§ **Written request**: Restate, word for word, the run of lines that starts at the line containing "Phrase: clock face" and ends with the final line of the listing. Leave pictures out.

§ **Dataset extract**:
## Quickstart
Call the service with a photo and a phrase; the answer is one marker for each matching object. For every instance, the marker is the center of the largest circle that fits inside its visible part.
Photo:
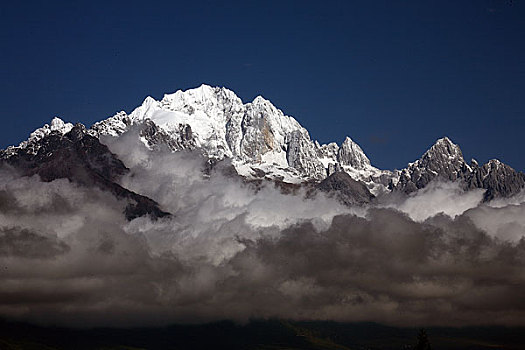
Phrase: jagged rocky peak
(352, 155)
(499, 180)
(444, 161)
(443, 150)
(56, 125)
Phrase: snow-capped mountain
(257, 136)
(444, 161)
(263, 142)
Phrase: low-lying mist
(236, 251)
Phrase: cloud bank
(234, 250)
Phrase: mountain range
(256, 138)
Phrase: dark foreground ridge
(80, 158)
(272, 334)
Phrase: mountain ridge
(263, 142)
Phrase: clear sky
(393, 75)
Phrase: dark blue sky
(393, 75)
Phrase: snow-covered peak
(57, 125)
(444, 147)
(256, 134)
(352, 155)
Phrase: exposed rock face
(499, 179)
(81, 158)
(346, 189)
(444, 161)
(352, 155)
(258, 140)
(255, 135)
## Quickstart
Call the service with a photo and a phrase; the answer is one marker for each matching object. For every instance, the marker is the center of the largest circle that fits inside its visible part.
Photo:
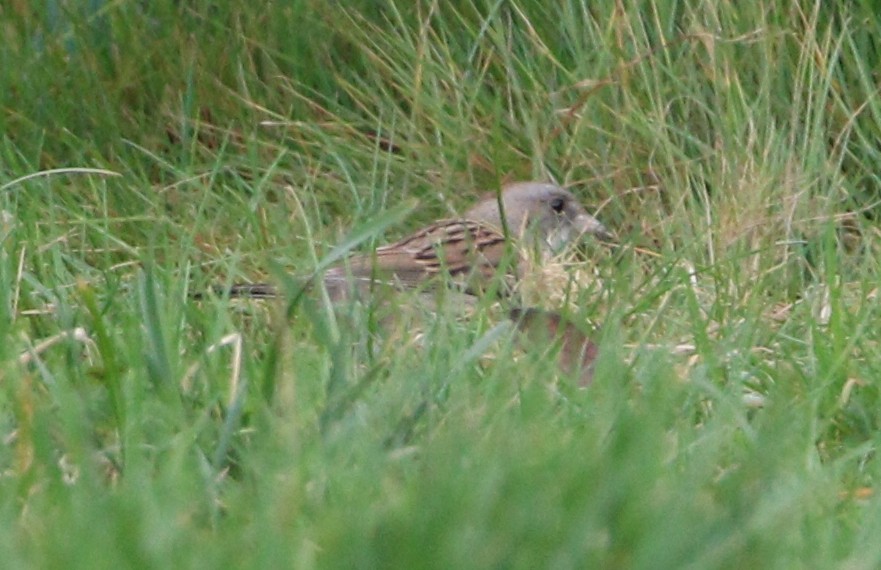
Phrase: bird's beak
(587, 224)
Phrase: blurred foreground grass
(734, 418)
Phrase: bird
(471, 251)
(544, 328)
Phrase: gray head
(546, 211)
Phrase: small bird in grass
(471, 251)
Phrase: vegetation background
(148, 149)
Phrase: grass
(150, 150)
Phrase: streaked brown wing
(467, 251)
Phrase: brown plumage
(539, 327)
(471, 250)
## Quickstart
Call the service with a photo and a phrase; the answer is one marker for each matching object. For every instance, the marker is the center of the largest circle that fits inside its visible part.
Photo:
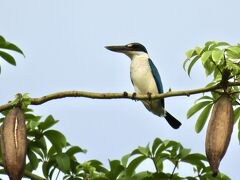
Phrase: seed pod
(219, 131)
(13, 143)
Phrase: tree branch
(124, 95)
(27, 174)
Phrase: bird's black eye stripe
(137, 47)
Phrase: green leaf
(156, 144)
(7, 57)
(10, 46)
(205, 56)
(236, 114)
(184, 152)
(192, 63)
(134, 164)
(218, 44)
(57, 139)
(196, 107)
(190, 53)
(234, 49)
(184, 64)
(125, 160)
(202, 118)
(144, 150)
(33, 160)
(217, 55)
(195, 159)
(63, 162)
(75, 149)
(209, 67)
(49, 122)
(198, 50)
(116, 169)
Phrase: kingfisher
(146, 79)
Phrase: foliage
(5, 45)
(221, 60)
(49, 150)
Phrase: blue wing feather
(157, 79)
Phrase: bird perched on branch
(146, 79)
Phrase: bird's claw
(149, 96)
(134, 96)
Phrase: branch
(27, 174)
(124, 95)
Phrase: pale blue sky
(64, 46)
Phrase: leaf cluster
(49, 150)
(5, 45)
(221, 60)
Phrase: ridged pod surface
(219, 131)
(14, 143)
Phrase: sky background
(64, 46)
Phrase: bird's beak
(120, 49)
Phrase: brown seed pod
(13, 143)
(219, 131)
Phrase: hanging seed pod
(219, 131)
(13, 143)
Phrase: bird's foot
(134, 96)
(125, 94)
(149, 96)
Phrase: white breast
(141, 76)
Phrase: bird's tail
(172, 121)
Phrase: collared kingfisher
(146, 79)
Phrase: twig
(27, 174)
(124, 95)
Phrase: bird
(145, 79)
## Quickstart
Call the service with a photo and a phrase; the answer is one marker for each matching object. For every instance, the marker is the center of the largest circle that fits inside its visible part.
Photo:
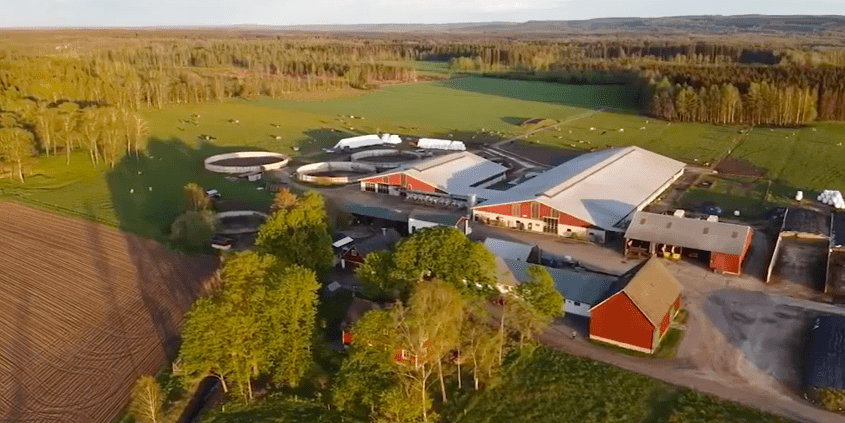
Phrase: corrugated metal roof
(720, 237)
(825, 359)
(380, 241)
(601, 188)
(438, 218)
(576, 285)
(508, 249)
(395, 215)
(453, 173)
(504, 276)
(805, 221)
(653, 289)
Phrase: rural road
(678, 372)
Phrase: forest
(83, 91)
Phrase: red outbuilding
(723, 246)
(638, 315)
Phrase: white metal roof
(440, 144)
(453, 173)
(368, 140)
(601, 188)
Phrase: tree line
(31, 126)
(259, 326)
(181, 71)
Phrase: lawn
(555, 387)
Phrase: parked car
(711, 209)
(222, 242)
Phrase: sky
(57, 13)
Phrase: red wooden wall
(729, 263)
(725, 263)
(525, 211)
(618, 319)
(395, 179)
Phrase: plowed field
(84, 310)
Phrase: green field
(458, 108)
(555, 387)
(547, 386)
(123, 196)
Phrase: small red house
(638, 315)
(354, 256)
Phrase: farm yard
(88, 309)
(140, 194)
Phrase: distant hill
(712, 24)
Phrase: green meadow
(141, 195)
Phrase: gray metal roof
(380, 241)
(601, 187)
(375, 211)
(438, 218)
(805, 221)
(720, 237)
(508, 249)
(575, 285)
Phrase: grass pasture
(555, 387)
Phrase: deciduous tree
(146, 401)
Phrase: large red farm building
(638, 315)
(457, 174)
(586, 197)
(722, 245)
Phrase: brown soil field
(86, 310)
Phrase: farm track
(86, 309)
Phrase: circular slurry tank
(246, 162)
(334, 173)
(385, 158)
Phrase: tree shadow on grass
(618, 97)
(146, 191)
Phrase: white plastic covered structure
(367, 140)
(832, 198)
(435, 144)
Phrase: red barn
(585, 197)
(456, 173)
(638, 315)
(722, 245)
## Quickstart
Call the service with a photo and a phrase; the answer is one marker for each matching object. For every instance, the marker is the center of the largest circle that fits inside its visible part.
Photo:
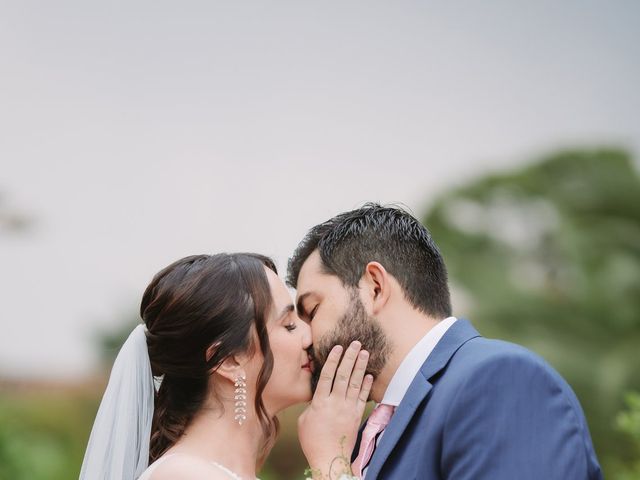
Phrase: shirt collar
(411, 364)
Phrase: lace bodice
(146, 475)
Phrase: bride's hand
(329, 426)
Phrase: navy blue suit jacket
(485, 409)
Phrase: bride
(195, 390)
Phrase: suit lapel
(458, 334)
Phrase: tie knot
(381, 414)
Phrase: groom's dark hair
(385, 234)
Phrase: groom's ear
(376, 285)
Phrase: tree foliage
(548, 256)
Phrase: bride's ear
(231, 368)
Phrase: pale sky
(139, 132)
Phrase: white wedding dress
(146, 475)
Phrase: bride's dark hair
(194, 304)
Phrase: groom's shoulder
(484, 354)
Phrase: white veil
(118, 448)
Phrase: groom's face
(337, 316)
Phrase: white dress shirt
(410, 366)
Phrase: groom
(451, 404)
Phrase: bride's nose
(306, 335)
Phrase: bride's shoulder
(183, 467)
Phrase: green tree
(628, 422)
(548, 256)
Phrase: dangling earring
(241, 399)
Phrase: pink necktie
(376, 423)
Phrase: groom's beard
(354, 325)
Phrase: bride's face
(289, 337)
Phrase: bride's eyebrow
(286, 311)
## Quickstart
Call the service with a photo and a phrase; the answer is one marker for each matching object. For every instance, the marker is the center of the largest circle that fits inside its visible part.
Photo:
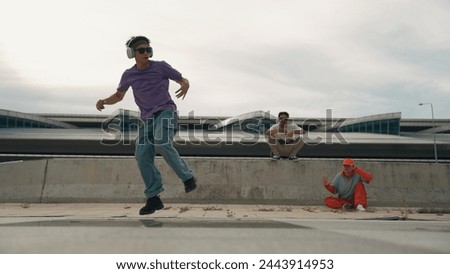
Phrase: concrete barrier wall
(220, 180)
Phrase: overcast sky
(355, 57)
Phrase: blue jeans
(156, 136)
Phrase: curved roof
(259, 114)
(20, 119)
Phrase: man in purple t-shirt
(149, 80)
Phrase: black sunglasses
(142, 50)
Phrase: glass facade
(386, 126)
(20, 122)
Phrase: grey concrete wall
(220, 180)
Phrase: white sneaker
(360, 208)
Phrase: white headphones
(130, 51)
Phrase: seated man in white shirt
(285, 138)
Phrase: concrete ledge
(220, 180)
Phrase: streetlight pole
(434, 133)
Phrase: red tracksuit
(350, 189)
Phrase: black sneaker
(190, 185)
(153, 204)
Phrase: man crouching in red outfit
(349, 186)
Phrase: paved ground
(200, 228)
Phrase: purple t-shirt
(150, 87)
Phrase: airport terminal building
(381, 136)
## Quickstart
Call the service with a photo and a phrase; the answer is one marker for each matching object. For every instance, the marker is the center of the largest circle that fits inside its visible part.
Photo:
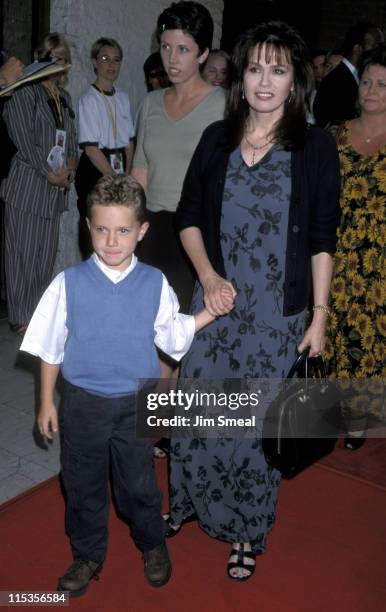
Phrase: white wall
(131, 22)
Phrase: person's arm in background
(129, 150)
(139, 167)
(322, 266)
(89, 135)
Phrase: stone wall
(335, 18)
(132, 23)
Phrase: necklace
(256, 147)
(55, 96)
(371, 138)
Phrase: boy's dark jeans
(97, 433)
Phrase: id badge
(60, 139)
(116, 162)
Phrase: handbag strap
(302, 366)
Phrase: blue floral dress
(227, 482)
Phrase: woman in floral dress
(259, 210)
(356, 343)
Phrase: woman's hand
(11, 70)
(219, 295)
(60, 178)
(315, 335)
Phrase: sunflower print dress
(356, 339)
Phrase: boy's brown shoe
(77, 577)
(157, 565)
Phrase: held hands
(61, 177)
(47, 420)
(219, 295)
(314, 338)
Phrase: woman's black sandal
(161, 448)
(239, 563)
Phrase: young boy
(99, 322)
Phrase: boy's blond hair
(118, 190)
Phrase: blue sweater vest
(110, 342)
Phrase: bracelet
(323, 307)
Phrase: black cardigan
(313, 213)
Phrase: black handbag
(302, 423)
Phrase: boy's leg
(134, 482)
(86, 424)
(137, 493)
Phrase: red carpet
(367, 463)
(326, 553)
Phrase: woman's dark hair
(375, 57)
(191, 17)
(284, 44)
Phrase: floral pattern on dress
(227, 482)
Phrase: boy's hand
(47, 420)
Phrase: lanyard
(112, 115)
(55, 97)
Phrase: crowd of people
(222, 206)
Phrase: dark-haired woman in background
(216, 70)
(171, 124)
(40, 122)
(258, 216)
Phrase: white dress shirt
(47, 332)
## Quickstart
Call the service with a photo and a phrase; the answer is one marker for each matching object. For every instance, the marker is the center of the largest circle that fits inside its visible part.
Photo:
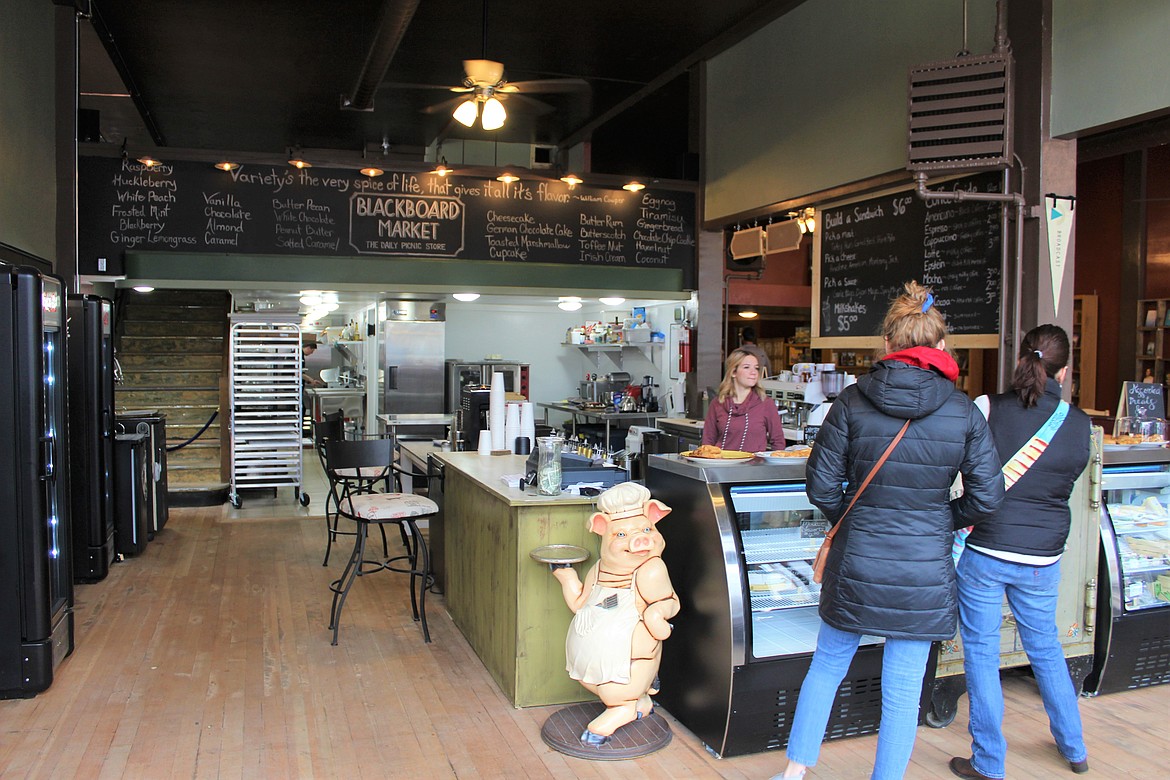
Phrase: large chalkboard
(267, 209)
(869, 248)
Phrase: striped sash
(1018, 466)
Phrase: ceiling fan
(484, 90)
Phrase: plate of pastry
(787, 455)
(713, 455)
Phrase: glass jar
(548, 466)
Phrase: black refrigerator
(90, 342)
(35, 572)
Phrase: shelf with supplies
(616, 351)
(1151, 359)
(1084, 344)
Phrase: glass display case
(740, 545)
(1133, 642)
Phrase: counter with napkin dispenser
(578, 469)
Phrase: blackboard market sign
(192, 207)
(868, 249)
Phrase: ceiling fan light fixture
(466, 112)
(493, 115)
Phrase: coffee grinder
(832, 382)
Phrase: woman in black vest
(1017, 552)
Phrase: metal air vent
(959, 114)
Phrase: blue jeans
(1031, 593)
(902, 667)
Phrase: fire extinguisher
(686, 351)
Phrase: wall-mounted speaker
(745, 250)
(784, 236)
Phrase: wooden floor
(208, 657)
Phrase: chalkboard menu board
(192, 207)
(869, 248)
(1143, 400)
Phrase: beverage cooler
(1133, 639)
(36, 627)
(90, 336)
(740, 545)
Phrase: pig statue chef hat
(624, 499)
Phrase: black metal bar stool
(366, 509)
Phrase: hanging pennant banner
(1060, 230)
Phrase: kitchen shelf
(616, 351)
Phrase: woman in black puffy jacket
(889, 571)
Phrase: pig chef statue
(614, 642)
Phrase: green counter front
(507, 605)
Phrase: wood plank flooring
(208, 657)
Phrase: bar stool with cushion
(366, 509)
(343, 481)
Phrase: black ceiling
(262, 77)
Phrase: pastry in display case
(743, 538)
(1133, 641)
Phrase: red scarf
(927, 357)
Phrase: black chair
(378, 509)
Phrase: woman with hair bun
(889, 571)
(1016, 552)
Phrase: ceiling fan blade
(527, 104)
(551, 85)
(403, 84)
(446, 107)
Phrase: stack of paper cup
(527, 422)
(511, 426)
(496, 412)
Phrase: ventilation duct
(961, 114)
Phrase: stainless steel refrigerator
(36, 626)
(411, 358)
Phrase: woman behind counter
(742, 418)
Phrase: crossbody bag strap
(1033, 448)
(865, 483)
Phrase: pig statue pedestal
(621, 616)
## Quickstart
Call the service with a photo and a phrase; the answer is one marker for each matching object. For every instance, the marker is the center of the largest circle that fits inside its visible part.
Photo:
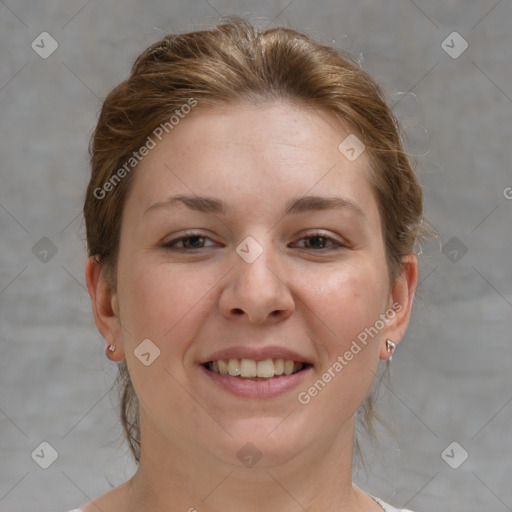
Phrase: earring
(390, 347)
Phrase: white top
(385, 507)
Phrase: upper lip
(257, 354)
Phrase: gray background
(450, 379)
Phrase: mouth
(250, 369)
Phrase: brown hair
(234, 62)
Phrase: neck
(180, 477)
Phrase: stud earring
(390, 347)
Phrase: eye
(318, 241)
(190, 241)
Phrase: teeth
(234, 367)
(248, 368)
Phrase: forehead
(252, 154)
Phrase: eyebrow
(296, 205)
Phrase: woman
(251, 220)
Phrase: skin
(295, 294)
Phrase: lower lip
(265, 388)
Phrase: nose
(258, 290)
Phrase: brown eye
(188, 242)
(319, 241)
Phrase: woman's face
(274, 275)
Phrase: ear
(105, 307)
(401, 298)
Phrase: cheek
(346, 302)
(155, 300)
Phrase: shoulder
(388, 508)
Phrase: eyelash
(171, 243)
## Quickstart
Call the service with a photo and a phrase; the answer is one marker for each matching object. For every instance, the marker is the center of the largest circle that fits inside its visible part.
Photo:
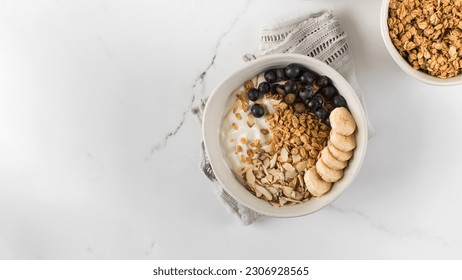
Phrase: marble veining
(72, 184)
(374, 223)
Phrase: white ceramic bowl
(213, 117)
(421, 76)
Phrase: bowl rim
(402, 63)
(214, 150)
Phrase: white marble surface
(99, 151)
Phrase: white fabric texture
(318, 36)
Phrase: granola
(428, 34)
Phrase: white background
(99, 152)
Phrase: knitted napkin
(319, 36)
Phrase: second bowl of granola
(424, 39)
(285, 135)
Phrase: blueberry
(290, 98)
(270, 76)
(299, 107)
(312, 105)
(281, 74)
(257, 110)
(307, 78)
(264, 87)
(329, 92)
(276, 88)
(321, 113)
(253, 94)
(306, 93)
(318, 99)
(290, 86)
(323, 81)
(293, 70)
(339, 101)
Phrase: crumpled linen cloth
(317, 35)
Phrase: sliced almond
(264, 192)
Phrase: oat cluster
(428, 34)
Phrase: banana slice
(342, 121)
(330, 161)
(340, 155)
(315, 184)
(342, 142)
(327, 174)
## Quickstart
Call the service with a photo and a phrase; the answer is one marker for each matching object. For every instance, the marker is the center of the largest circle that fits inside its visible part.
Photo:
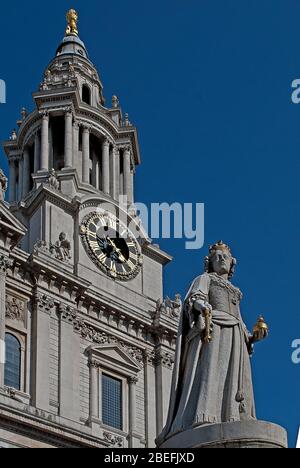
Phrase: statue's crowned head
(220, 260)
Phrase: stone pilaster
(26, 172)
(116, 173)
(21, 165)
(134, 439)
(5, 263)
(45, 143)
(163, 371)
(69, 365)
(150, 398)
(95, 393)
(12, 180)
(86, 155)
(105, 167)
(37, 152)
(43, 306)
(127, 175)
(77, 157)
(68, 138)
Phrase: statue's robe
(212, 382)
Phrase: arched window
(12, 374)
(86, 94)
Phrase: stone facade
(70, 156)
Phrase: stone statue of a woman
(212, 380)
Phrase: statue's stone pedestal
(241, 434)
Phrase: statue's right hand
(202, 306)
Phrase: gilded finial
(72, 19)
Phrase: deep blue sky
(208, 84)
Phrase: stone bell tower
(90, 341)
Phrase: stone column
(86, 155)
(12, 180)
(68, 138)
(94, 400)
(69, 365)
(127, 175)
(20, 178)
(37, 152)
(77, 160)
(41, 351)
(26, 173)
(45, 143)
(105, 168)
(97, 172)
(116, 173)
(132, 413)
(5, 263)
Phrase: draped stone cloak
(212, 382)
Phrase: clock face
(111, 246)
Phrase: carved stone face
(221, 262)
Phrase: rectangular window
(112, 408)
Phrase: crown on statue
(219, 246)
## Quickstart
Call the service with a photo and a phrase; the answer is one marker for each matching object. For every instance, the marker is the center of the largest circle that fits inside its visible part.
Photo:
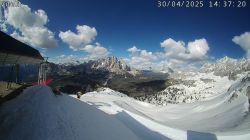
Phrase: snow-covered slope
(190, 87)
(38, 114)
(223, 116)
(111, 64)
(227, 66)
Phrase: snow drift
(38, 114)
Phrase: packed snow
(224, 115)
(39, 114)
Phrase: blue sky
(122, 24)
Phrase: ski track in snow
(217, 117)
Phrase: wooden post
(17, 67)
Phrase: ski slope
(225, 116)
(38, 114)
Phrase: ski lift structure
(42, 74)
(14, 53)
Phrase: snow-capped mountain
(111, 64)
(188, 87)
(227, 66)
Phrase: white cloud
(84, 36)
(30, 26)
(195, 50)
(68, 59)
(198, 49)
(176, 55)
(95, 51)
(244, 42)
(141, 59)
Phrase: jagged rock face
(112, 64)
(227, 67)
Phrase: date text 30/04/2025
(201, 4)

§ **Reply**:
Phrase: clock face
(111, 246)
Phrase: carved stone face
(221, 262)
Phrase: rectangular window
(112, 408)
Phrase: crown on statue
(219, 246)
## Quickstart
Call the service with a photo and a phrase; the answer is one marker for each matching object. For every instance, the marker is the center of the largest circle that fits inside its visible part.
Photo:
Phrase: snow-covered slope
(190, 87)
(38, 114)
(223, 116)
(111, 64)
(227, 66)
Phrase: snow drift
(38, 114)
Phrase: packed snow
(224, 115)
(39, 114)
Phrase: blue sky
(122, 24)
Phrase: ski track in snow
(217, 117)
Phrase: wooden post
(17, 67)
Phrase: ski slope
(225, 116)
(38, 114)
Phrase: ski lift structure
(42, 74)
(14, 53)
Phrase: snow-capped mountain
(111, 64)
(188, 87)
(227, 66)
Phrase: white cloud
(84, 36)
(30, 26)
(195, 50)
(68, 59)
(198, 49)
(176, 55)
(95, 51)
(244, 42)
(141, 59)
Phrase: jagged rock face
(112, 64)
(227, 67)
Phrase: date text 30/04/2025
(201, 4)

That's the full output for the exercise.